#### Selected excerpt
=-=-=

[LU-5182] High contention in ll_invalidatepage() code path Created: 12/Jun/14  Updated: 13/Jun/14  Resolved: 13/Jun/14

Status: Resolved
Project: Lustre
Component/s: None
Affects Version/s: Lustre 2.6.0
Fix Version/s: None

Type: Bug Priority: Major
Reporter: Gregoire Pichon Assignee: Jinshan Xiong (Inactive)
Resolution: Duplicate Votes: 0
Labels: performance
Environment:

server: Lustre 2.4.2
client: 2.5.59


Severity: 3
Epic: performance
Rank (Obsolete): 14377

 Description   

While doing large sequential IOs with file per process access mode, I observe a significant performance difference between the two following

Lustre client tuning:

1) max_cached_mb is 50% of client memory. this is default setting
My 16 tasks IOR benchmark gives 3300 MiB/s write and 3000 MiB/s read

2) max_cached_mb is 98% of client memory
16 tasks IOR benchmark gives 4300 MiB/s write and 4700 MiB/s read

Client node is a 2 sockets / 16 cores Intel Sandybridge E5-2650 with 64GB memory and 1 Infiniband FDR adapter.

In case 1) the client page cache is regulated by Lustre osc lru mecanism, which calls ll_invalidatepage() through ptlrpcd threads.

In case 2) the client page cache is regulated by the system, because memory is full, which calls ll_releasepage().

=-=-=

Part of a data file
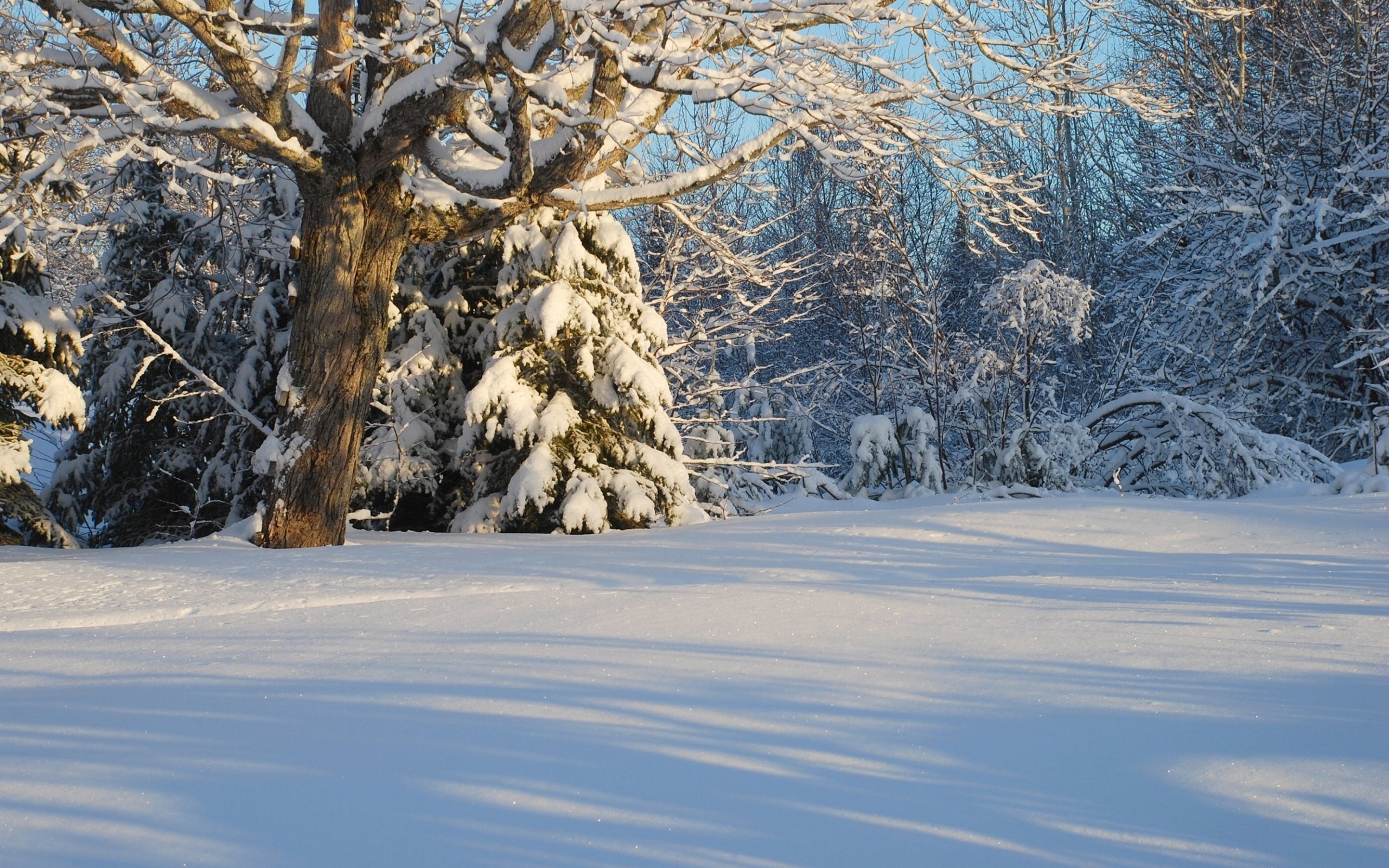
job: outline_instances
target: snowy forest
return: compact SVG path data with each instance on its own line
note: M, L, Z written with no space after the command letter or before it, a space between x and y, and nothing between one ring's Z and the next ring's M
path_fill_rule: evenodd
M1378 0L4 0L0 76L3 542L1389 490Z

=-=-=

#### Exercise details
Repeat the passage of the Lustre bug report from "1) max_cached_mb is" to "which calls ll_releasepage().", word for word.

#### Result of the exercise
1) max_cached_mb is 50% of client memory. this is default setting
My 16 tasks IOR benchmark gives 3300 MiB/s write and 3000 MiB/s read

2) max_cached_mb is 98% of client memory
16 tasks IOR benchmark gives 4300 MiB/s write and 4700 MiB/s read

Client node is a 2 sockets / 16 cores Intel Sandybridge E5-2650 with 64GB memory and 1 Infiniband FDR adapter.

In case 1) the client page cache is regulated by Lustre osc lru mecanism, which calls ll_invalidatepage() through ptlrpcd threads.

In case 2) the client page cache is regulated by the system, because memory is full, which calls ll_releasepage().